**THE EXERCISE**
Return all of the items below, reproducing every line word for word without any alteration.

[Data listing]
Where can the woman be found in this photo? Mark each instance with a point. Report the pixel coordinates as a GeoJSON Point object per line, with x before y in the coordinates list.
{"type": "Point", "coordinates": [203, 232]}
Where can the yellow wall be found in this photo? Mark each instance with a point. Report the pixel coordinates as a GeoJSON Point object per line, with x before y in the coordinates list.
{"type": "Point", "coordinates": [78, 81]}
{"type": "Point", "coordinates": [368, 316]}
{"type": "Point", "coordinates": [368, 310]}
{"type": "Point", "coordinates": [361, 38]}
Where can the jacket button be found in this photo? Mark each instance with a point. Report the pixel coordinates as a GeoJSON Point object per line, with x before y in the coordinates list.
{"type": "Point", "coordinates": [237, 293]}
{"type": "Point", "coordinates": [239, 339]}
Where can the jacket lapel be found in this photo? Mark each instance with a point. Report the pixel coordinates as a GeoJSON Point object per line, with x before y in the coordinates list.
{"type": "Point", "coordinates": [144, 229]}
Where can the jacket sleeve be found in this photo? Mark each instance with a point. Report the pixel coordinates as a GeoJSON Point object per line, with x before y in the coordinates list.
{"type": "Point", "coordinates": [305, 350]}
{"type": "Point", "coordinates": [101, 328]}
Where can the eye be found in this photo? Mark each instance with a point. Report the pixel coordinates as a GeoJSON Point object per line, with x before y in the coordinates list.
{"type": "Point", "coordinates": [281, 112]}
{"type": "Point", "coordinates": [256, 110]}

**TASK RESULT**
Where can the woman be found in this photo? Mark each instance with a point. Report the pixel coordinates as a GeoJSON Point object per line, with x before y in the coordinates list.
{"type": "Point", "coordinates": [203, 232]}
Where can the yellow wall be found in this photo? Mark each instance with a point. Report the pixel coordinates as a GeoJSON Point object per line, with x before y in the coordinates list.
{"type": "Point", "coordinates": [78, 81]}
{"type": "Point", "coordinates": [368, 316]}
{"type": "Point", "coordinates": [368, 310]}
{"type": "Point", "coordinates": [361, 38]}
Where can the jacket button be found in this photo? Mark each instance with a point. Report the pixel coordinates as a GeoJSON Point object per line, with x before y in the coordinates list.
{"type": "Point", "coordinates": [237, 293]}
{"type": "Point", "coordinates": [239, 339]}
Where can the jacket lapel be found in this photo? Mark each instance with a point. Report the pixel coordinates as a GeoJSON Point object per line, with x before y in the coordinates list.
{"type": "Point", "coordinates": [144, 229]}
Where can the jacket sleeve be found in this photo? Mark each instance with a point. Report the pixel coordinates as a GeoJSON Point object per line, with x before y in the coordinates list.
{"type": "Point", "coordinates": [305, 350]}
{"type": "Point", "coordinates": [101, 328]}
Where can the eye be found in this photo? Mark each instance with a point. Report the pixel coordinates as a GeoJSON Point object per line, with x before y in the coordinates list.
{"type": "Point", "coordinates": [281, 112]}
{"type": "Point", "coordinates": [256, 110]}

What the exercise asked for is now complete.